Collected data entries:
####################

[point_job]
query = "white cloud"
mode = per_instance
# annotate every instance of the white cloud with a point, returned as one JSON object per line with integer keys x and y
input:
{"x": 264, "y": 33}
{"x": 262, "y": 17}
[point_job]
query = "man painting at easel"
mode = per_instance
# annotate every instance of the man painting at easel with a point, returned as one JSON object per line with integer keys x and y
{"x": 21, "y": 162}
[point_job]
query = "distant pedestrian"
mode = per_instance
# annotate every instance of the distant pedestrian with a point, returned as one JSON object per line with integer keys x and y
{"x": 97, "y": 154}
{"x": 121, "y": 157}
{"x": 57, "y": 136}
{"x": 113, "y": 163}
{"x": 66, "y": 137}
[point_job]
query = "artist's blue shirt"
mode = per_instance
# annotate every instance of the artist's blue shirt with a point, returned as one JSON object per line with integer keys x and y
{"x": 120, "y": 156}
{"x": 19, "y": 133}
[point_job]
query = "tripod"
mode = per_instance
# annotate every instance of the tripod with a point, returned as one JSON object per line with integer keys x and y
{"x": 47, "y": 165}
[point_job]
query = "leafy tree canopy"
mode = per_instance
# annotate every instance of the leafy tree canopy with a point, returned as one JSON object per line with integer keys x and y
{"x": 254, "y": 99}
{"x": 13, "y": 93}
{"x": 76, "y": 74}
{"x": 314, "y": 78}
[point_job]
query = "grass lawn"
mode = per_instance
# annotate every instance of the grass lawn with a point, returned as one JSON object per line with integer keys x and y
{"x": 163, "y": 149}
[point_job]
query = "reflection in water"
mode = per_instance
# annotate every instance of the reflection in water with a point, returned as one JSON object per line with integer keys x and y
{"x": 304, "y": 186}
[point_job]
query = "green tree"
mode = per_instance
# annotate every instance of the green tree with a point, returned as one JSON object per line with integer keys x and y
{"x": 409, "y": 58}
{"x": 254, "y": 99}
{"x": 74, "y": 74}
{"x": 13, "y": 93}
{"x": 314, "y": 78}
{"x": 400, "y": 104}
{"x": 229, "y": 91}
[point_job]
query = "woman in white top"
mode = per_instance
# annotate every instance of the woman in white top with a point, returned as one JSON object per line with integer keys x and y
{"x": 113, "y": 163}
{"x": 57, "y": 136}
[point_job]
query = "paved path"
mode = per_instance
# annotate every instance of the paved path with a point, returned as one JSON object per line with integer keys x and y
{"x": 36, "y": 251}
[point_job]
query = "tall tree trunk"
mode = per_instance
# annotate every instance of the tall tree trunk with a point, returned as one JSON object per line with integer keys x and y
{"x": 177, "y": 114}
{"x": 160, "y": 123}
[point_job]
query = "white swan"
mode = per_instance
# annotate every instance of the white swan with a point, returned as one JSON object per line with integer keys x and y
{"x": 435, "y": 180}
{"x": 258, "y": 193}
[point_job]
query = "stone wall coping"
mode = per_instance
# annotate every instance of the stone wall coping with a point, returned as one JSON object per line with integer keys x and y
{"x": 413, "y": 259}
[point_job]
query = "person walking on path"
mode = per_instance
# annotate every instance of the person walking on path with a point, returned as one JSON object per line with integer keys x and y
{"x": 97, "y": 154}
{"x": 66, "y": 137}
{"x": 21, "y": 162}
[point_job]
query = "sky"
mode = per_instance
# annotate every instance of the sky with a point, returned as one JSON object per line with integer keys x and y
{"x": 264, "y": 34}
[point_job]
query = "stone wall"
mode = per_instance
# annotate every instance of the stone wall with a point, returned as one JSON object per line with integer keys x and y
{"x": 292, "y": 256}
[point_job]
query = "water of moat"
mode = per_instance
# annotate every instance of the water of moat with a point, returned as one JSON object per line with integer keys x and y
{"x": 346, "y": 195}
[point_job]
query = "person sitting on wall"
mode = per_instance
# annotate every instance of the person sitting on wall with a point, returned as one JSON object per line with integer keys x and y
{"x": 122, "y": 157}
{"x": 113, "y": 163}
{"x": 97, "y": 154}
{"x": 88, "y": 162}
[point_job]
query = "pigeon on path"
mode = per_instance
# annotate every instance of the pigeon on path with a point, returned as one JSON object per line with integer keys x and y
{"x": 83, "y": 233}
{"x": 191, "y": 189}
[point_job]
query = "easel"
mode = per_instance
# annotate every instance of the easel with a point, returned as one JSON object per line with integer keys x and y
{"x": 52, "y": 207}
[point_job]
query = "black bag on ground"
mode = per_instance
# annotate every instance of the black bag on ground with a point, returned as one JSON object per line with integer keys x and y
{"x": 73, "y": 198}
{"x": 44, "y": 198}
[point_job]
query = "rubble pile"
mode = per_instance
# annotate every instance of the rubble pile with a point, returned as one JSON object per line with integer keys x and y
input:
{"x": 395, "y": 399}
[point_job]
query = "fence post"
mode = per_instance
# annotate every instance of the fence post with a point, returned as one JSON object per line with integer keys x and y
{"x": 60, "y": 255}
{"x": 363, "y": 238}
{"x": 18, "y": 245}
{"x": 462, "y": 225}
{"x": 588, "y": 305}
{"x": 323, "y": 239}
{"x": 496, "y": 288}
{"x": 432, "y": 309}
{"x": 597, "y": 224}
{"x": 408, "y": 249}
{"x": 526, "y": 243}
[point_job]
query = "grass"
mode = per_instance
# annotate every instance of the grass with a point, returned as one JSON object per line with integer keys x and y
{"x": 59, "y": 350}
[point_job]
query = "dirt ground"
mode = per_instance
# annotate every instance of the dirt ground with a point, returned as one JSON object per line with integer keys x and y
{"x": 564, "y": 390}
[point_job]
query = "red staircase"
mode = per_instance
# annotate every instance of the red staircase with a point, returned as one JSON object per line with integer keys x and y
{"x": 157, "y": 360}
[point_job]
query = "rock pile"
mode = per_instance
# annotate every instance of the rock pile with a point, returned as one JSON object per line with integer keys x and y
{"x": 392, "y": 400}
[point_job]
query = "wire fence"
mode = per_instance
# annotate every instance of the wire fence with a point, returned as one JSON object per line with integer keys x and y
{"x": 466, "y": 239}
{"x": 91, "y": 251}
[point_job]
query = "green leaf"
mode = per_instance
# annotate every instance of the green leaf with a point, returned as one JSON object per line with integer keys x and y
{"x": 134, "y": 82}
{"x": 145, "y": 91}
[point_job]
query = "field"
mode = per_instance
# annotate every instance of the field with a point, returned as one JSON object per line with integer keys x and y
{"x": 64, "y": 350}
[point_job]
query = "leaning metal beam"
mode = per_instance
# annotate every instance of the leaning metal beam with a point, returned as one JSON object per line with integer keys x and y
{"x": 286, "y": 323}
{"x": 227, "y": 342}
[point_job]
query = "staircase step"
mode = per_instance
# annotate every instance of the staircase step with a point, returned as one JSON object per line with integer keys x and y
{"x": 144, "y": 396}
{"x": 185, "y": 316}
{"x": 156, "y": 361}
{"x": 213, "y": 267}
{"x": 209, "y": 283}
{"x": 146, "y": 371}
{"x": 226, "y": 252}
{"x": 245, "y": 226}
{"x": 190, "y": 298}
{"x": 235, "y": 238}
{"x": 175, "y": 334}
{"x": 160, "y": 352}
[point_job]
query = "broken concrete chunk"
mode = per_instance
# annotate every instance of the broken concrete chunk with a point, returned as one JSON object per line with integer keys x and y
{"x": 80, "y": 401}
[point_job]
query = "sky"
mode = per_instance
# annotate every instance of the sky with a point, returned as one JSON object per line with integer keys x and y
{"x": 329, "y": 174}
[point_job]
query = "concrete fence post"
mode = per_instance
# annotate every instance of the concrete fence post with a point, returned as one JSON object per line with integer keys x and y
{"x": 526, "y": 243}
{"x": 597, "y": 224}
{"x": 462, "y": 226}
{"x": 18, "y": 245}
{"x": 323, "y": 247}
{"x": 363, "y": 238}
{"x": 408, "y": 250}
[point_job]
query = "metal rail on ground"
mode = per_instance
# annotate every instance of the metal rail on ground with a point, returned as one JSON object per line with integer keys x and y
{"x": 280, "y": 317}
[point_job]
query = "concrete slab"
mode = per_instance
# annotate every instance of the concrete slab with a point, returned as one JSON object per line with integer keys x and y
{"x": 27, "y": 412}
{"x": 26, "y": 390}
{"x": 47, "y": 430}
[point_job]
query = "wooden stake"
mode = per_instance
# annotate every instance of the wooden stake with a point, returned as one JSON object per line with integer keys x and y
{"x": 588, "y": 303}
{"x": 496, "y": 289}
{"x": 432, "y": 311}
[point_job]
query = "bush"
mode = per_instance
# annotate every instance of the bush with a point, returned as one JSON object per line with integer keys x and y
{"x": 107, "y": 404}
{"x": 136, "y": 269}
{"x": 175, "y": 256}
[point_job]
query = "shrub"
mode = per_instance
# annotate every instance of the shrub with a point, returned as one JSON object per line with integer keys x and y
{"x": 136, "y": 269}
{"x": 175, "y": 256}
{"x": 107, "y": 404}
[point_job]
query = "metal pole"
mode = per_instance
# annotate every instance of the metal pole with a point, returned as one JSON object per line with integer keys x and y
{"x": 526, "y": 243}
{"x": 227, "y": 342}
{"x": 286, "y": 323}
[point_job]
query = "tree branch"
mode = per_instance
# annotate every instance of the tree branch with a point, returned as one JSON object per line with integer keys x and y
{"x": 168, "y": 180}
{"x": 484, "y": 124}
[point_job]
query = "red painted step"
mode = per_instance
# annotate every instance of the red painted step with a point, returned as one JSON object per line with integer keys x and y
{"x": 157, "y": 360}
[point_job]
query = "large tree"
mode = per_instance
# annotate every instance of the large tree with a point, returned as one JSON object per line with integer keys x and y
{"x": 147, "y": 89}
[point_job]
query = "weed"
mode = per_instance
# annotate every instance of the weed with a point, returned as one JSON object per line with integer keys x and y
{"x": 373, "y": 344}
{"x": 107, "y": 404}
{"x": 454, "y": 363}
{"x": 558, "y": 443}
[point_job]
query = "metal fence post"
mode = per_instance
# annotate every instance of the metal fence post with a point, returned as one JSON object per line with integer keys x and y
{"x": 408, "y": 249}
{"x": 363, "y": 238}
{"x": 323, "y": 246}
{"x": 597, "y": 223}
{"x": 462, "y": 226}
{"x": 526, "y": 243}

####################

- Exercise brief
Give the number of lines above that hold "rubble", with no other words.

- Response
2